Recorded data

────────────────

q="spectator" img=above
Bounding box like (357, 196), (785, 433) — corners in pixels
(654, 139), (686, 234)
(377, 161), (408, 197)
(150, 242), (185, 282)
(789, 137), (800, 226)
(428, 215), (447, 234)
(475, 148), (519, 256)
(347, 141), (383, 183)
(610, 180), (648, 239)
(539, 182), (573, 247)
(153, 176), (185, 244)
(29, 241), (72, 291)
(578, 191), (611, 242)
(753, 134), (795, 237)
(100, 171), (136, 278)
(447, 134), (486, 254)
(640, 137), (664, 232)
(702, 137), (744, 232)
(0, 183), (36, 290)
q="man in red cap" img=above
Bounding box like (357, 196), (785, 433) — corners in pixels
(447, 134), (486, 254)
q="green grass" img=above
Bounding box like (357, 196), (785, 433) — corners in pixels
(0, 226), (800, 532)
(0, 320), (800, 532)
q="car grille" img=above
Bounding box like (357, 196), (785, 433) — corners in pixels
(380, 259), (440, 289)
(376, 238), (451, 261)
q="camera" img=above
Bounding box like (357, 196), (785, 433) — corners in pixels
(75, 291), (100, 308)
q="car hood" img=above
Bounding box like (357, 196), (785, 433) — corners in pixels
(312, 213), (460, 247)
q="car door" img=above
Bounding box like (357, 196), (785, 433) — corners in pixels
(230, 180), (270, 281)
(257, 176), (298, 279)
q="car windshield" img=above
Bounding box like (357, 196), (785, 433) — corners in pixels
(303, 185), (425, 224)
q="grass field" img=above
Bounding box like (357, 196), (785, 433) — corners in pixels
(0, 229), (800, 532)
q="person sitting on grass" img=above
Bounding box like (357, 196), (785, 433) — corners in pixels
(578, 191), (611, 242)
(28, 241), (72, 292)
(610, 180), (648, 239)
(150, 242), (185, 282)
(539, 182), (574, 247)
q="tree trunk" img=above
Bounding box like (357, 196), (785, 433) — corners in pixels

────────────────

Requirements
Return all of the recorded data above, line for line, with no changes.

The result
q="spectator" img=above
Bounding box like (357, 196), (785, 433) — corners in pixels
(654, 139), (686, 234)
(377, 161), (408, 197)
(150, 242), (185, 282)
(789, 137), (800, 226)
(428, 215), (447, 234)
(475, 148), (519, 256)
(347, 141), (383, 183)
(610, 180), (648, 239)
(539, 182), (573, 247)
(153, 176), (185, 244)
(29, 241), (72, 291)
(578, 191), (611, 242)
(753, 134), (795, 237)
(100, 171), (136, 278)
(447, 134), (486, 254)
(640, 137), (664, 232)
(702, 137), (744, 232)
(0, 183), (36, 290)
q="man in red cap" img=above
Bounding box like (357, 196), (785, 433) — corners in pixels
(447, 134), (486, 254)
q="green grass" img=above
Bounding box like (357, 196), (785, 433) — corners in pixels
(0, 226), (800, 532)
(0, 320), (800, 532)
q="car grille" img=above
Bounding box like (357, 196), (785, 433) — corners in pixels
(380, 259), (440, 289)
(376, 238), (451, 261)
q="camera" img=above
Bounding box like (357, 196), (785, 433) — corners in pixels
(75, 291), (100, 308)
q="car hood" img=above
Bounding box like (357, 196), (785, 433) — corners in pixels
(312, 213), (460, 247)
q="car door" img=above
Bounding box like (357, 196), (785, 433) — corners in pixels
(230, 180), (270, 281)
(257, 176), (298, 279)
q="car windshield" img=above
Bounding box like (357, 196), (785, 433) — corners in pixels
(303, 185), (425, 224)
q="grass field" img=above
Bounding box like (357, 196), (785, 433) — corners in pixels
(0, 229), (800, 532)
q="person sitting on grass" img=above
Bounding box like (357, 196), (785, 433) — corners in pixels
(578, 191), (611, 242)
(28, 241), (72, 292)
(610, 180), (648, 239)
(150, 242), (185, 282)
(539, 182), (574, 247)
q="tree trunk" img=above
Bounding box like (357, 196), (785, 433) — corners in pixels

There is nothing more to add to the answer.